WORK REQUEST: Your response must be made up of each line in the data below that contains the string "pendant".

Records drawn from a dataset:
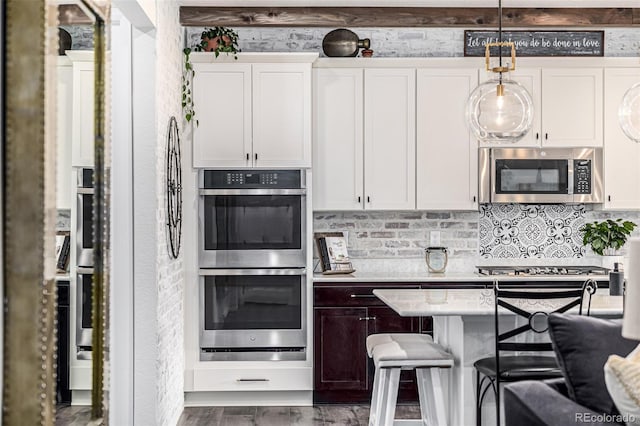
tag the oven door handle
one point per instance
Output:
(297, 191)
(282, 271)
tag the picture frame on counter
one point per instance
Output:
(332, 253)
(63, 248)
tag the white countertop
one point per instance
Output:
(414, 302)
(426, 277)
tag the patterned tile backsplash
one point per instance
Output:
(529, 230)
(497, 232)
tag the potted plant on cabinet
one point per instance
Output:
(606, 238)
(216, 40)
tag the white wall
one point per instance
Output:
(121, 308)
(170, 274)
(158, 356)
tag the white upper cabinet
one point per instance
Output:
(64, 129)
(364, 139)
(621, 155)
(447, 154)
(222, 101)
(338, 154)
(252, 114)
(389, 138)
(82, 132)
(282, 115)
(572, 107)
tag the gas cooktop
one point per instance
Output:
(542, 270)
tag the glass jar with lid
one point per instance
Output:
(436, 258)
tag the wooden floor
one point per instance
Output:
(319, 415)
(73, 415)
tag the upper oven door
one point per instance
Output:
(84, 219)
(252, 228)
(532, 176)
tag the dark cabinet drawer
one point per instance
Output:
(351, 295)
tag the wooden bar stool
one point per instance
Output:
(394, 352)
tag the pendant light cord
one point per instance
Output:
(500, 35)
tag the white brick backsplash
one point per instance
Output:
(170, 272)
(404, 235)
(391, 42)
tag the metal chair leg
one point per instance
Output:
(391, 396)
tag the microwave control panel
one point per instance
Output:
(243, 179)
(582, 176)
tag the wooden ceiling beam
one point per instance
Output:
(406, 17)
(72, 14)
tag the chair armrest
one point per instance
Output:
(533, 403)
(558, 385)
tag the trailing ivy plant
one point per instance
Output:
(608, 235)
(187, 95)
(227, 43)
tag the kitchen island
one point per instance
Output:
(346, 311)
(463, 323)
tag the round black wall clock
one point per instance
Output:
(174, 189)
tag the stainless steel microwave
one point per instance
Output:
(540, 175)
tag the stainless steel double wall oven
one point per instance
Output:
(252, 258)
(84, 262)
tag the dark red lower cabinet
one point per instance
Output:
(343, 373)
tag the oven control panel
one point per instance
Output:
(243, 179)
(582, 176)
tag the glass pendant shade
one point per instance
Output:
(500, 112)
(629, 113)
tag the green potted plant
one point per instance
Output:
(608, 236)
(216, 40)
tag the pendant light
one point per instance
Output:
(629, 113)
(500, 110)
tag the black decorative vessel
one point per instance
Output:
(343, 43)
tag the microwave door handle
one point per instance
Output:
(570, 177)
(266, 271)
(296, 191)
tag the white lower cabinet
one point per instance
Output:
(364, 140)
(447, 154)
(621, 155)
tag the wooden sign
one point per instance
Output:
(538, 43)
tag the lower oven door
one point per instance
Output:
(84, 227)
(253, 310)
(84, 289)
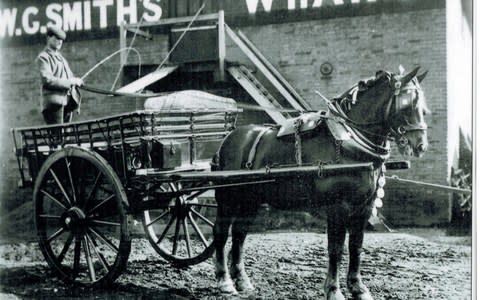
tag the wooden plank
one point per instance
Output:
(123, 43)
(146, 80)
(257, 95)
(274, 71)
(171, 21)
(260, 66)
(221, 45)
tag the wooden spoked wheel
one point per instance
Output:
(182, 231)
(81, 218)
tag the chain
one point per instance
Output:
(298, 141)
(338, 150)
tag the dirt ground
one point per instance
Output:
(288, 265)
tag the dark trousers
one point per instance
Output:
(56, 114)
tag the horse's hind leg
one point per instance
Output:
(354, 281)
(222, 275)
(336, 231)
(240, 229)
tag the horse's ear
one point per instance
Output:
(422, 76)
(409, 76)
(362, 85)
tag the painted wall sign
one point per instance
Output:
(21, 20)
(24, 21)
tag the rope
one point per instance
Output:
(108, 57)
(128, 52)
(181, 36)
(113, 93)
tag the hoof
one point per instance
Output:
(244, 285)
(363, 296)
(227, 287)
(358, 290)
(334, 294)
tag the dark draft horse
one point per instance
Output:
(386, 107)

TASK RESULT:
tag the pendant light cord
tag the glass pendant shade
tag the pendant light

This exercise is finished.